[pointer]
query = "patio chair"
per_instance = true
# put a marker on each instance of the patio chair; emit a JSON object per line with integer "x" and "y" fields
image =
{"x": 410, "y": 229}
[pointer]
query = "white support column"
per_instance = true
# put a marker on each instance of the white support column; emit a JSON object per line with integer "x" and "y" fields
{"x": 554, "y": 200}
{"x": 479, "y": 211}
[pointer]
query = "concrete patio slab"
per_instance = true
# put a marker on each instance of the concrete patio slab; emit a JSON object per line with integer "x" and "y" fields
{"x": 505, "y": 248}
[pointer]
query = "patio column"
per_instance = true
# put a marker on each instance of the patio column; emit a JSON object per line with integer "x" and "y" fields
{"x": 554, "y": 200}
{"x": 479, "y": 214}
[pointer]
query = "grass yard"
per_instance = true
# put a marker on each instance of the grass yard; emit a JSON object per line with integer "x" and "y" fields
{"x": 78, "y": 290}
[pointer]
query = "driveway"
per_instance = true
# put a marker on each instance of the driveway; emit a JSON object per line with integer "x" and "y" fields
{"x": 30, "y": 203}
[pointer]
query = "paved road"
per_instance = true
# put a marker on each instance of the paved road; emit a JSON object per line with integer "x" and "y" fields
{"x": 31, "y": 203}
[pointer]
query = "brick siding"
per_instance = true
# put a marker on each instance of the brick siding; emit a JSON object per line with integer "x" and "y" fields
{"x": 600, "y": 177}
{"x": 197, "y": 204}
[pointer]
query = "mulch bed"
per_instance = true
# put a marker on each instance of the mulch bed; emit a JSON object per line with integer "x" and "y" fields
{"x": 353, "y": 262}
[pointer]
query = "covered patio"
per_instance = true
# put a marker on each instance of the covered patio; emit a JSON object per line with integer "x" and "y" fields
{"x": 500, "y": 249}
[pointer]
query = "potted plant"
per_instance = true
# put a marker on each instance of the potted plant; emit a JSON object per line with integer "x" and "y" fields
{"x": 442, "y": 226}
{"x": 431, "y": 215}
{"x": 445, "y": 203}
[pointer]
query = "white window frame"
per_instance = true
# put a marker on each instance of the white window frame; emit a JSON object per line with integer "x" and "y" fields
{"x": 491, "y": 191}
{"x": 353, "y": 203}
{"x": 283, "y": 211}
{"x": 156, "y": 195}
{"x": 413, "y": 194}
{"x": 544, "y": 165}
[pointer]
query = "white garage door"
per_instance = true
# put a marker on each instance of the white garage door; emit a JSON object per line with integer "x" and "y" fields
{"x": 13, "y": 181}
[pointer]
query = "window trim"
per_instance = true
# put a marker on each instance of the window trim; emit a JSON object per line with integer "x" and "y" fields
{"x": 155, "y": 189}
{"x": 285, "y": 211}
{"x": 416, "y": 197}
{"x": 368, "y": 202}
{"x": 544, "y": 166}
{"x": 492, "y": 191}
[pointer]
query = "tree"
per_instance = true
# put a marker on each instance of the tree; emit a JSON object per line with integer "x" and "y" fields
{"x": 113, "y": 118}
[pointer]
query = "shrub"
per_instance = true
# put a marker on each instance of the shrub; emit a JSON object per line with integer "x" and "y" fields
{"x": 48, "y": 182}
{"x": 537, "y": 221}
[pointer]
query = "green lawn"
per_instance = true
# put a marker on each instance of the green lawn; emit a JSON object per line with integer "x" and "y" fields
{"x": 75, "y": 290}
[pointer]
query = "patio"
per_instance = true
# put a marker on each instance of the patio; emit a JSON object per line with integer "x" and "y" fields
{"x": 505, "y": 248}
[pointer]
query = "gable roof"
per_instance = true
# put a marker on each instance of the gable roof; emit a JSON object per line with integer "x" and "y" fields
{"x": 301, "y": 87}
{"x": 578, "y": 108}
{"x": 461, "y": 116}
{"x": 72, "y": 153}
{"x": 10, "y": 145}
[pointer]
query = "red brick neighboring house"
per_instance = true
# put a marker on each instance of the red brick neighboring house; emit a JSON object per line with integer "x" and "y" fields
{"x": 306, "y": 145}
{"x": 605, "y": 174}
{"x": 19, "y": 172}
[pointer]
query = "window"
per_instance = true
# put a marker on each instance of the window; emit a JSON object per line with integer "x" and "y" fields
------------------------------------
== Exercise goal ==
Write the complete data out, exactly as above.

== Exercise answer ==
[pointer]
query = "patio chair"
per_instance = true
# put a marker on each instance of the patio chair; emit a JSON object per line with integer "x" and "y" fields
image =
{"x": 410, "y": 229}
[pointer]
query = "white support column"
per_instance = true
# put a marker on each instance of the white support column; emit a JSON object per line with integer "x" and "y" fields
{"x": 554, "y": 200}
{"x": 479, "y": 211}
[pointer]
query = "concrete patio slab"
per_instance = true
# put a marker on each instance of the concrete patio slab; emit a JSON object per line with integer "x" and "y" fields
{"x": 505, "y": 248}
[pointer]
query = "patio column"
per_instance = true
# put a marker on each instance of the patio column; emit a JSON object per line with integer "x" and "y" fields
{"x": 554, "y": 200}
{"x": 479, "y": 214}
[pointer]
query = "grass yard"
per_instance = true
# put a marker on each instance of the grass yard; emit a JSON object per line with integer "x" and "y" fields
{"x": 78, "y": 290}
[pointer]
query = "driveway"
per_instance = true
# put a marker on each instance of the driveway; emit a JSON object per line with integer "x" and "y" fields
{"x": 30, "y": 203}
[pointer]
query = "paved road"
per_instance = true
# put a marker on each instance of the paved road; emit a JSON object per line with integer "x" and "y" fields
{"x": 31, "y": 203}
[pointer]
query = "brick siding"
per_instance = true
# put a marker on each instance of the brick siding; emit a JSON object per line with integer "x" and "y" fields
{"x": 600, "y": 177}
{"x": 197, "y": 204}
[pointer]
query = "mulch bed"
per_instance = true
# put a marker on each instance of the mulch bed; emit a JSON object per line with integer "x" and "y" fields
{"x": 353, "y": 262}
[pointer]
query = "covered patio"
per_instance = true
# put a marker on each instance of the covered patio; emit a JSON object per line with integer "x" and "y" fields
{"x": 500, "y": 249}
[pointer]
query = "potted plant"
per_instance = true
# put a marker on each instance of the potted plant; emit a JSON object per line with integer "x" and "y" fields
{"x": 442, "y": 226}
{"x": 431, "y": 215}
{"x": 445, "y": 203}
[pointer]
query = "white window frame"
per_instance = true
# put a marker on each instance of the white window frame; emit a JSON object per line with integer "x" and "y" fields
{"x": 491, "y": 191}
{"x": 353, "y": 203}
{"x": 283, "y": 211}
{"x": 156, "y": 195}
{"x": 413, "y": 194}
{"x": 544, "y": 165}
[pointer]
query = "white garage door"
per_instance = true
# put a marker on each instance of the white garage door; emit a JSON object per line with integer "x" and "y" fields
{"x": 13, "y": 181}
[pointer]
query = "window trim"
per_instance = true
# put a marker on each instance of the window trim; emit a JSON object per line with integer "x" and "y" fields
{"x": 155, "y": 189}
{"x": 285, "y": 211}
{"x": 416, "y": 197}
{"x": 368, "y": 202}
{"x": 544, "y": 166}
{"x": 492, "y": 191}
[pointer]
query = "tree"
per_instance = true
# put a marker on each instance of the tree; emit a JSON object per line with integer "x" and "y" fields
{"x": 113, "y": 118}
[pointer]
query = "shrub"
per_instance = true
# put a marker on each instance of the shrub; emit a JSON object per line with integer "x" and "y" fields
{"x": 48, "y": 182}
{"x": 537, "y": 221}
[pointer]
query = "green lawn"
per_instance = true
# put a marker on each instance of the green lawn; emit a JSON object per line with integer "x" and "y" fields
{"x": 75, "y": 290}
[pointer]
query = "patio"
per_instance = true
# put a marker on each instance of the patio; emit a JSON object per line with integer "x" and "y" fields
{"x": 505, "y": 248}
[pointer]
query = "gable roof"
per_instance = true
# put a marker on each instance of the gable roof; emit a JSON object per line with integer "x" and "y" fields
{"x": 301, "y": 87}
{"x": 578, "y": 108}
{"x": 461, "y": 116}
{"x": 72, "y": 153}
{"x": 10, "y": 145}
[pointer]
query = "red brick neighboring house"
per_instance = true
# put a marker on each instance of the red brick neighboring house; emit a JSON object per line with integer "x" and "y" fields
{"x": 306, "y": 145}
{"x": 605, "y": 174}
{"x": 19, "y": 172}
[pointer]
query = "window"
per_instance = true
# put a marker on each instance of the window; emit a JSON object per line with integer "x" and "y" fields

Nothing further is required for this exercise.